- _AUFGABEN_:
A – Gib den Absatz des Textes über das Münchner KVR, der mit „Die gelernte Juristin“ beginnt, in kürzerer Form wieder. Seine wesentlichen Fakten sollen erhalten bleiben.
B – Überarbeite im Text über das Münchner KVR die Passage, die mit „Hört man Kreisverwaltungsreferat“ beginnt und bis einschließlich „für ein Gespräch!“ reicht. Ersetze darin „Falschparküberwachung“ durch „Verkehrsüberwachung“.

- _ZITIERTER TEXT_:
+++
Hört man Kreisverwaltungsreferat – kurz KVR – stellen sich bei einigen Münchner*innen wohl zunächst einmal die Haare auf. Man denkt an lange Wartezeiten für Meldetermine, Pässe und ähnliches. Aber das KVR macht natürlich viel mehr. Die Aufgabengebiete reichen von der Erteilung von Sperrstunden und Alkoholverboten, über die Falschparküberwachung bis zum Standesamt. Damit ist das KVR eine der vielseitigsten Behörden der Stadt. Seit kurzem ist Dr. Hanna Sammüller-Gradl (38) Kreisverwaltungsreferentin und steht somit an der Spitze dieser wichtigen Behörde. Zeit für ein Gespräch!

Die gelernte Juristin ist die erste Frau im Amt als oberste Referentin der Behörde. Ihr Selbstverständnis geht auch auf das Klischee der Nerv-Behörde ein: „Ich freue mich, Neues auszuprobieren und Möglichkeiten zu schaffen, wie man es den Menschen erleichtern kann, ins KVR zu gehen“, sagt sie. Lachend fügt sie hinzu: „Mir ist schon klar, das KVR wird nie die Behörde sein, bei der Menschen sagen: ‘Tschakka, heute habe ich meinen Termin, da freue ich mich auf.’“ Trotzdem hat sie Einiges vor.
+++
- _EXTRAHIERTE DATEN_:

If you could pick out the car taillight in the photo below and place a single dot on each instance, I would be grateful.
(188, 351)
+++
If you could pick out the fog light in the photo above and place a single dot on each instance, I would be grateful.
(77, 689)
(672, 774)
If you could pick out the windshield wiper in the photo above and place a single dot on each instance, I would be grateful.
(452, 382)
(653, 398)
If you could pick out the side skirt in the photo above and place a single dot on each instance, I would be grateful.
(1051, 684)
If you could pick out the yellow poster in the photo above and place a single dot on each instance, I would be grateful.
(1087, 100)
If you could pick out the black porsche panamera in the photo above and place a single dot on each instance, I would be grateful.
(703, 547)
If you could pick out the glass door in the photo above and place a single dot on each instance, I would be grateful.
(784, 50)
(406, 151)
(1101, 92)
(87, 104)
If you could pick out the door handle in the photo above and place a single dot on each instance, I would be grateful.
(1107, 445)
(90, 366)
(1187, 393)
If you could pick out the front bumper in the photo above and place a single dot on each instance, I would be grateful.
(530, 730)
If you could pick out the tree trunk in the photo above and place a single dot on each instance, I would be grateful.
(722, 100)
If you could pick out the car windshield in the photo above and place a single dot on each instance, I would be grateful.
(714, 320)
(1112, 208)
+++
- _LÖSUNGEN_:
A – Die gelernte Juristin ist die erste Frau an der Spitze des KVR. Sie möchte Neues ausprobieren und den Menschen den Gang ins KVR erleichtern. Dabei ist ihr bewusst, dass sich niemand auf einen Termin dort freuen wird. Trotzdem hat sie einiges vor.

B –
Hört man Kreisverwaltungsreferat – kurz KVR – stellen sich bei einigen Münchner*innen wohl zunächst einmal die Haare auf. Man denkt an lange Wartezeiten für Meldetermine, Pässe und ähnliches. Aber das KVR macht natürlich viel mehr. Die Aufgabengebiete reichen von der Erteilung von Sperrstunden und Alkoholverboten, über die Verkehrsüberwachung bis zum Standesamt. Damit ist das KVR eine der vielseitigsten Behörden der Stadt. Seit kurzem ist Dr. Hanna Sammüller-Gradl (38) Kreisverwaltungsreferentin und steht somit an der Spitze dieser wichtigen Behörde. Zeit für ein Gespräch!